Task statement: Will you quote all of the entries, word for word?

===== Data extract =====

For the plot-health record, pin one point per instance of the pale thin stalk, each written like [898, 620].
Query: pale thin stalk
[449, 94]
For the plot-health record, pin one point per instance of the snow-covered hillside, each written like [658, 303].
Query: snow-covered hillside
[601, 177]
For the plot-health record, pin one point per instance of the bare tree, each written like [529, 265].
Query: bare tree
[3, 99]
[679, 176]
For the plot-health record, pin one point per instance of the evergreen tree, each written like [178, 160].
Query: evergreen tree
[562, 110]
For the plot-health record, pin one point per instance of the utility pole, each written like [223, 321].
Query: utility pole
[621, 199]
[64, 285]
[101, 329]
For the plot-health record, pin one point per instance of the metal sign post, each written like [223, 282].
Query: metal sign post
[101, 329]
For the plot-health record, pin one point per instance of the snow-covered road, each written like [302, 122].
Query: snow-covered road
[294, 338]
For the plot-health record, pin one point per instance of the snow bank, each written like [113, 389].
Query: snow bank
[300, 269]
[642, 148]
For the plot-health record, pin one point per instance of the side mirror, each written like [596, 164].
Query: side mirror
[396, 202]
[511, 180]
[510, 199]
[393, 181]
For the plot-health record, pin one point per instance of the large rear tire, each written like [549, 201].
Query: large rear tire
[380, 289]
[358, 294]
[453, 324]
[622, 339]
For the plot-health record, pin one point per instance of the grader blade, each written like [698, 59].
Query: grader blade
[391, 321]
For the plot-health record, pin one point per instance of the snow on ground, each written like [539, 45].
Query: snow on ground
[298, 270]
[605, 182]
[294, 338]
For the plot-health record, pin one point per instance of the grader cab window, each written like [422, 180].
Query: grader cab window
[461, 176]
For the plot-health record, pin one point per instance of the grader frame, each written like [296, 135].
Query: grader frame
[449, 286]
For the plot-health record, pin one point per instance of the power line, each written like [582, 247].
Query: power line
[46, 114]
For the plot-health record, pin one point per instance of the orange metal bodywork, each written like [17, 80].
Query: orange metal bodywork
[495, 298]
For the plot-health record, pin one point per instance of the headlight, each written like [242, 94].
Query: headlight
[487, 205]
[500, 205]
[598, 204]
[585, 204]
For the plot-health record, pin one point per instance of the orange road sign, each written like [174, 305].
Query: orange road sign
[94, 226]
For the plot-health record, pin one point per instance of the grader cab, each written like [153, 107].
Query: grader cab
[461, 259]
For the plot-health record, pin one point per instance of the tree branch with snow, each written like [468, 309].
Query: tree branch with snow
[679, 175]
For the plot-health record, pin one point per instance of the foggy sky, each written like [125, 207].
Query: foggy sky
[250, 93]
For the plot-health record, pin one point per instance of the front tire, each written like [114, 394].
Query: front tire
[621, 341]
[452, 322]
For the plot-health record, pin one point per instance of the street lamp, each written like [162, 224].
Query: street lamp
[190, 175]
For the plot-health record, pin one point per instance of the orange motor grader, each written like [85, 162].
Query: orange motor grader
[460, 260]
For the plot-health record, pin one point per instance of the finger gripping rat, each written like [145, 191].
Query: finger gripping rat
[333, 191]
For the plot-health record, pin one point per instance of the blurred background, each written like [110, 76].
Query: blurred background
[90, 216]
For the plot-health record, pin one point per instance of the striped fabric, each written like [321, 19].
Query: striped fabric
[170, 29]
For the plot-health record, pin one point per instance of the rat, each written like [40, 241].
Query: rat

=====

Output for this exercise:
For the plot-health record, pin one point per instance of the pale thin stalk, each written like [898, 620].
Query: pale thin stalk
[449, 94]
For the plot-health record, pin one point per instance of the snow-covered hillside, each written like [658, 303].
Query: snow-covered hillside
[601, 177]
For the plot-health record, pin one point per instance of the bare tree, each written like [529, 265].
Query: bare tree
[3, 99]
[679, 176]
For the plot-health record, pin one point per instance of the evergreen tree, each written like [178, 160].
Query: evergreen tree
[562, 110]
For the plot-health record, pin one point per instance of the utility pole, each written like [223, 321].
Query: utility pole
[621, 199]
[64, 285]
[101, 329]
For the plot-health record, pin one point per instance of the metal sign post, each written like [223, 282].
Query: metal sign post
[101, 329]
For the plot-health record, pin one point per instance of the snow-covered road, each written like [302, 122].
Query: snow-covered road
[294, 338]
For the plot-health record, pin one point per instance of the snow bank, each written like [113, 389].
Query: snow bank
[300, 269]
[642, 148]
For the plot-health record, pin one point per instance of the side mirror, each written like [596, 164].
Query: side mirror
[396, 202]
[511, 180]
[510, 199]
[393, 181]
For the plot-health record, pin one point per instance of the large rear tire, each written like [549, 201].
Query: large rear tire
[380, 289]
[358, 294]
[453, 324]
[622, 339]
For the plot-health record, pin one point per instance of the grader blade, each written like [698, 59].
Query: grader blade
[391, 321]
For the plot-health record, pin one point per instance of the snow on ground, each written like [539, 45].
Query: snow on ground
[298, 270]
[605, 182]
[294, 338]
For the plot-health record, pin one point per instance of the grader cab window, each written like [422, 180].
Query: grader cab window
[461, 176]
For the plot-health record, pin one point per instance of the grader frame, each written like [296, 135].
Query: grader frame
[449, 286]
For the plot-health record, pin one point per instance of the power line, each written like [582, 247].
Query: power line
[46, 114]
For the plot-health record, pin one point per instance of the orange metal bodywork, each written like [17, 80].
Query: orange metal bodywork
[495, 298]
For the plot-health record, pin one point per instance of the headlight, each written like [242, 94].
Query: headlight
[487, 205]
[500, 205]
[598, 204]
[585, 204]
For the plot-health record, pin one point per instance of the orange road sign, each written like [174, 305].
Query: orange road sign
[94, 226]
For the plot-health record, pin one point per instance of the grader cab, each written like [153, 107].
Query: grader cab
[461, 259]
For the plot-health record, pin one point per instance of the tree branch with snow, each written like [468, 309].
Query: tree branch with snow
[679, 175]
For the plot-health record, pin one point per instance of the foggy sky, each written like [125, 207].
Query: foggy sky
[250, 93]
For the plot-health record, pin one point per instance of the front tire, each written like [114, 394].
Query: front tire
[621, 341]
[452, 322]
For the plot-health record, pin one point per instance of the street lamp, each written like [162, 224].
Query: street lamp
[190, 175]
For the plot-health record, pin one point per instance of the orange motor grader, each written like [85, 162].
Query: orange motor grader
[460, 260]
For the plot-health record, pin one point per instance of the finger gripping rat, each written like [145, 191].
Query: finger gripping rat
[333, 191]
For the plot-health record, pin one point per instance of the blurred background, each written like [110, 76].
Query: blurred background
[90, 216]
For the plot-health record, pin one point per instance of the striped fabric, each written like [321, 19].
Query: striped fabric
[170, 29]
For the plot-health record, pin one point per instance of the rat, each written like [40, 241].
Query: rat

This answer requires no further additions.